:: INFORMATION SUPPLIED ::

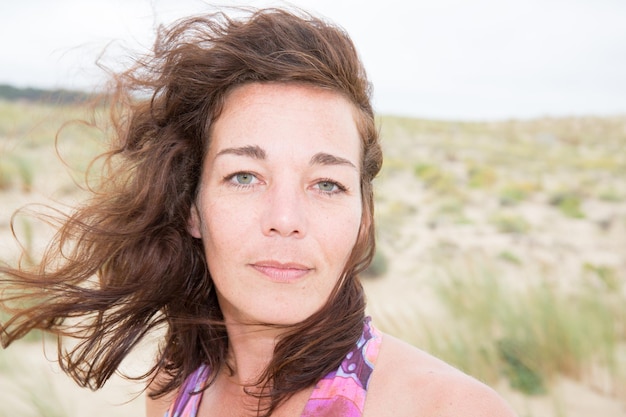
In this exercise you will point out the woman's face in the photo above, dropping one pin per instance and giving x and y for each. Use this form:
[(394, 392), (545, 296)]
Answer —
[(279, 205)]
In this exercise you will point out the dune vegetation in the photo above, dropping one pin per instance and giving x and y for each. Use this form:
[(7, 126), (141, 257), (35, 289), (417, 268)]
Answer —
[(502, 248)]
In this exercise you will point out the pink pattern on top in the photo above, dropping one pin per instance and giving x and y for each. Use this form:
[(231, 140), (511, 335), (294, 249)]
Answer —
[(341, 393)]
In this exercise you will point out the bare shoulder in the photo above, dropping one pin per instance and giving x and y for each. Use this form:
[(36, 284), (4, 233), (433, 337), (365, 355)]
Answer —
[(156, 407), (410, 382)]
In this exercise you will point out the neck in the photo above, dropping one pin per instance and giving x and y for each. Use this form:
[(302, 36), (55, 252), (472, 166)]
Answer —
[(250, 350)]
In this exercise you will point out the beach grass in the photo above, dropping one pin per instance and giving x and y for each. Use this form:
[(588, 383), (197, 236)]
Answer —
[(519, 226)]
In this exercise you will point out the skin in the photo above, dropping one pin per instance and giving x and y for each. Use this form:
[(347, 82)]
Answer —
[(278, 213)]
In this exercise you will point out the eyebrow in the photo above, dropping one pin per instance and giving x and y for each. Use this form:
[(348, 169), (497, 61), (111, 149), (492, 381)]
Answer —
[(251, 151), (323, 158), (256, 152)]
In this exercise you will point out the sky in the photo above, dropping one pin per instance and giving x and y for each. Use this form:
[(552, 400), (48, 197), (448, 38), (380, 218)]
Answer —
[(440, 59)]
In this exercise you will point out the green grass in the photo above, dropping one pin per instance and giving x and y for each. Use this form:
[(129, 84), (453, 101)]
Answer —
[(529, 336), (528, 330)]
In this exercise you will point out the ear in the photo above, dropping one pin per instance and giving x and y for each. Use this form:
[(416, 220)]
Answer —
[(194, 223)]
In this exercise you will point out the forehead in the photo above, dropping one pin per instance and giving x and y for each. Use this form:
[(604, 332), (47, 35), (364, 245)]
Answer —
[(272, 114)]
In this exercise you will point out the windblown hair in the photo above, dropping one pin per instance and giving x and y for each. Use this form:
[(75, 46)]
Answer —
[(123, 264)]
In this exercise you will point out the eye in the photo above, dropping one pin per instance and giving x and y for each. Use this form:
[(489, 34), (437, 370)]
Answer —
[(330, 187), (243, 178)]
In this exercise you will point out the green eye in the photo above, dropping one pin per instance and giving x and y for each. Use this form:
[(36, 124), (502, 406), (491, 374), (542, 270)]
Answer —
[(327, 186), (244, 178)]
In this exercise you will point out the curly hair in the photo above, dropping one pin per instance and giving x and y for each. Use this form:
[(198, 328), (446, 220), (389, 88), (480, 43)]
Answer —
[(123, 264)]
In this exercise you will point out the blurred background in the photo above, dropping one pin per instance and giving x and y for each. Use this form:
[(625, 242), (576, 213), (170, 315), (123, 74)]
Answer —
[(500, 209)]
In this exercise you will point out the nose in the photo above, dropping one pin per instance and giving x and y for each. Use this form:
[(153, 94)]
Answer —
[(284, 211)]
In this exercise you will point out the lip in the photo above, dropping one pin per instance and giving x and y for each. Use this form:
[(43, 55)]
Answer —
[(283, 272)]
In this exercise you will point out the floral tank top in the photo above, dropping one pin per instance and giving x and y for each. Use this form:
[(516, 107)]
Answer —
[(341, 393)]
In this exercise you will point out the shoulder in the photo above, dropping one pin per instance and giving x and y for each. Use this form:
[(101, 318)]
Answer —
[(410, 382), (156, 407)]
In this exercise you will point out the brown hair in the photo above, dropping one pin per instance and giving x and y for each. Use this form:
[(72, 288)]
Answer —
[(132, 235)]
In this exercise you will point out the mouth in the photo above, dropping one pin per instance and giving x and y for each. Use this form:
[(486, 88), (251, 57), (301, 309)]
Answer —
[(281, 272)]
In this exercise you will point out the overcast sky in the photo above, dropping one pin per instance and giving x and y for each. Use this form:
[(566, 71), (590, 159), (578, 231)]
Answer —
[(445, 59)]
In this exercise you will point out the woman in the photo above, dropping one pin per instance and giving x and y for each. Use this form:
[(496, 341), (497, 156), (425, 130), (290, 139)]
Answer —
[(237, 213)]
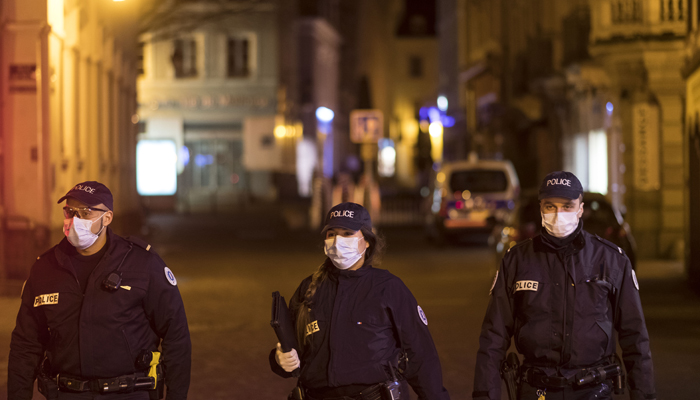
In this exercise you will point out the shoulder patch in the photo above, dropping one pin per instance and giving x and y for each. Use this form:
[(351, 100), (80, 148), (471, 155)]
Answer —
[(493, 285), (422, 316), (634, 279), (170, 276), (139, 242), (610, 244), (519, 244)]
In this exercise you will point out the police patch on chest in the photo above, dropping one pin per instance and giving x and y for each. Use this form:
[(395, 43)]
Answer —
[(312, 328), (46, 299), (526, 285)]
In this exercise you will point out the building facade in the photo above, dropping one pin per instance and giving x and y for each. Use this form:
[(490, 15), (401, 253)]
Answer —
[(594, 87), (211, 89), (399, 65), (691, 142), (68, 88)]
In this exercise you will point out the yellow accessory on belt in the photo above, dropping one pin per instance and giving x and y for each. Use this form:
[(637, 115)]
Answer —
[(153, 368)]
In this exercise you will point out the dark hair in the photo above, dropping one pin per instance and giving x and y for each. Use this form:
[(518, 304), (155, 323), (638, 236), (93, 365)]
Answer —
[(372, 256)]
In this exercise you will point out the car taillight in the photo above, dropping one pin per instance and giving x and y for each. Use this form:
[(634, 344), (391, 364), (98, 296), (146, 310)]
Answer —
[(443, 209)]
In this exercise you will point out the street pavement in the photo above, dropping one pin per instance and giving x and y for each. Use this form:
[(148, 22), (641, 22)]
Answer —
[(228, 266)]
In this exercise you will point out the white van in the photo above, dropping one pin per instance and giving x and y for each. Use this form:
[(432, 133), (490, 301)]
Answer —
[(471, 197)]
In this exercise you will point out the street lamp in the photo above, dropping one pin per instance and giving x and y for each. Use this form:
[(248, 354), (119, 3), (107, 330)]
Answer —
[(320, 197)]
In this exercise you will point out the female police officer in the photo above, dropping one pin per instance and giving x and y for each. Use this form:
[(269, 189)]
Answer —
[(358, 327)]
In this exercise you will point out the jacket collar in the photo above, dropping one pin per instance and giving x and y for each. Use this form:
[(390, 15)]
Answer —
[(64, 250), (336, 273)]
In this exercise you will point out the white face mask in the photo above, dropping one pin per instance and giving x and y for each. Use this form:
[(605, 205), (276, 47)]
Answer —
[(80, 233), (561, 224), (343, 251)]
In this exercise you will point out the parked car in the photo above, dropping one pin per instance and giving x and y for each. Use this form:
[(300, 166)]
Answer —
[(599, 218), (471, 197)]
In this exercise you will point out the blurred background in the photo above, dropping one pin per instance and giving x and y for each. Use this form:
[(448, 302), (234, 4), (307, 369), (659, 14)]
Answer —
[(235, 125)]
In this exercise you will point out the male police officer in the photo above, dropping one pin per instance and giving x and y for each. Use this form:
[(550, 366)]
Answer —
[(94, 311), (560, 295)]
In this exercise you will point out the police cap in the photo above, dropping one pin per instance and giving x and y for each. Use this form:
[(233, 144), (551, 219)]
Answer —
[(560, 184), (349, 216), (91, 193)]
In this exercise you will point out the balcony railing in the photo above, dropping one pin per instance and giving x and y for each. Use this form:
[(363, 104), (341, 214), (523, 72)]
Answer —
[(626, 11), (672, 10), (637, 18)]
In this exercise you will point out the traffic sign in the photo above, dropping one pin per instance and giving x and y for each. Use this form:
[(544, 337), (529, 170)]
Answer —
[(366, 126)]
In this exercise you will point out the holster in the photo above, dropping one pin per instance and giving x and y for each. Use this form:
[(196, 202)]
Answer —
[(296, 394), (47, 387)]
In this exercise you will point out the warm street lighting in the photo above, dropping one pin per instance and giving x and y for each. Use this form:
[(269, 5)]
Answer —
[(324, 114), (442, 103), (435, 129)]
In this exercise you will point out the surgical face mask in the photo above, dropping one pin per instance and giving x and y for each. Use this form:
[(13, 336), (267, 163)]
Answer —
[(343, 251), (80, 233), (561, 224)]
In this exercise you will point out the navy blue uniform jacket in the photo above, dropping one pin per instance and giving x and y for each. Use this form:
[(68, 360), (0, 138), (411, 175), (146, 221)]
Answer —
[(356, 319), (562, 309), (98, 334)]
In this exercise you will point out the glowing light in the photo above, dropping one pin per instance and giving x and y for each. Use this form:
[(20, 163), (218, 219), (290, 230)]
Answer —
[(156, 167), (434, 115), (324, 114), (435, 129), (280, 131), (442, 103), (447, 122), (387, 161), (424, 125), (202, 160), (185, 155), (423, 113), (387, 158)]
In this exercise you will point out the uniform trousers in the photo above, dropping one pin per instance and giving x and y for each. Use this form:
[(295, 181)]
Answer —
[(602, 391), (138, 395)]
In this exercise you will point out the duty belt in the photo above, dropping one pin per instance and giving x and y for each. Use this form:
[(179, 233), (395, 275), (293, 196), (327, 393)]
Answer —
[(120, 384), (537, 378), (586, 376), (373, 392)]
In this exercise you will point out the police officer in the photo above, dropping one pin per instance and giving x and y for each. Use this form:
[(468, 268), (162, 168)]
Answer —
[(94, 311), (561, 295), (357, 325)]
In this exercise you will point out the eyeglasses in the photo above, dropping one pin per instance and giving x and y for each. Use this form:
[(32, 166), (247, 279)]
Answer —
[(82, 212)]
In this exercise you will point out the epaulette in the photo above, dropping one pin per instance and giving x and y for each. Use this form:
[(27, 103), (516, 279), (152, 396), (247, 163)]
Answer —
[(610, 244), (139, 242), (519, 244)]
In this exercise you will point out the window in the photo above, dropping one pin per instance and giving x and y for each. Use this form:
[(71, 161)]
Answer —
[(479, 181), (415, 67), (139, 59), (184, 58), (238, 58)]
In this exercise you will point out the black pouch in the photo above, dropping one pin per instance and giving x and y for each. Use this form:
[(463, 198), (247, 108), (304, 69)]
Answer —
[(296, 394), (47, 387), (391, 390)]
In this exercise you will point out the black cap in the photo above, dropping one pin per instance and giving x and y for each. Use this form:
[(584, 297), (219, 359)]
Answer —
[(349, 216), (91, 193), (561, 184)]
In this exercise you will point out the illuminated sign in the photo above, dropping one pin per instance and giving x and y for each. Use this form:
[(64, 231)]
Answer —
[(156, 167)]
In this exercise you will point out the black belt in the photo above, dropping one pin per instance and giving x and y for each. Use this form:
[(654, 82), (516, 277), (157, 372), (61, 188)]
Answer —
[(119, 384), (537, 378), (373, 392)]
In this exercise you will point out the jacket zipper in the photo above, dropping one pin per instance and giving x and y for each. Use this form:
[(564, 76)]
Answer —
[(566, 299)]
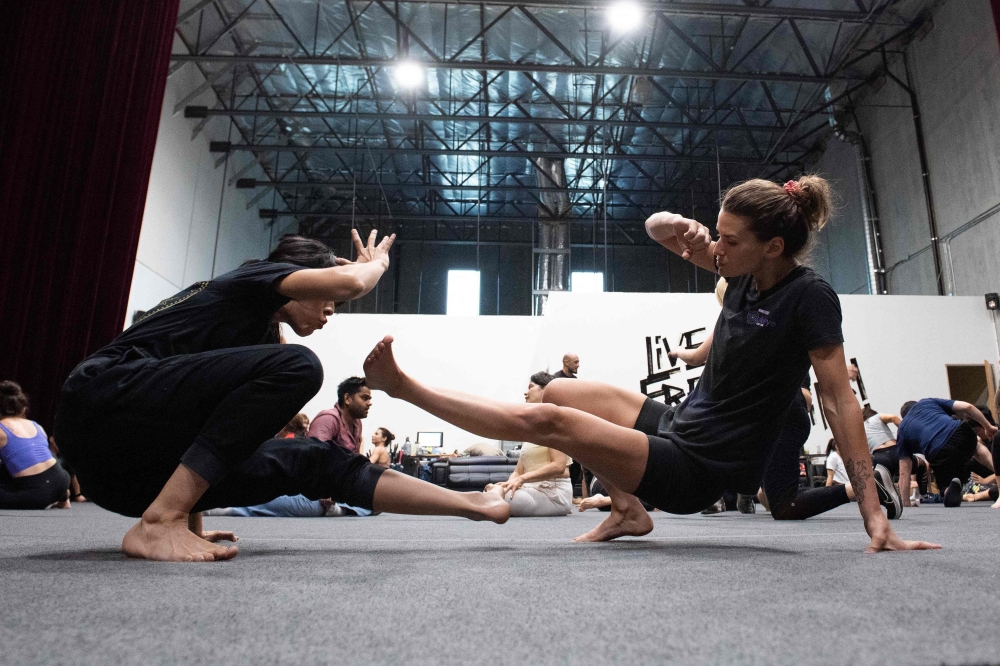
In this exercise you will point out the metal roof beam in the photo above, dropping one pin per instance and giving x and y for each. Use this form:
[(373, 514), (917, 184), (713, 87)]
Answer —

:::

SHORT TASK
Copy out, without any change, the lines of the records running from the line containing "In this exercise you will point out the uniform" through the line containing "[(94, 311), (561, 295), (357, 325)]", both included.

PROBLEM SOLUTION
In this exercise you will point out the uniform trousers in the photo above, dropping one pin per instance and giving x and y for each. Use this form:
[(295, 181)]
Answer —
[(602, 391), (138, 395)]
In this exercise you will point out the duty belt in the photo above, dropping one pin per instance and giving x and y for each. Use this form:
[(179, 233), (395, 275), (293, 196), (327, 393)]
Answer —
[(120, 384), (537, 378), (586, 376), (373, 392)]
In this exercise you will point out the police officer in the photo above, dropping one pin per instance and giving x and y for each. Use this form:
[(468, 268), (162, 168)]
Answer —
[(94, 311), (561, 295), (357, 325)]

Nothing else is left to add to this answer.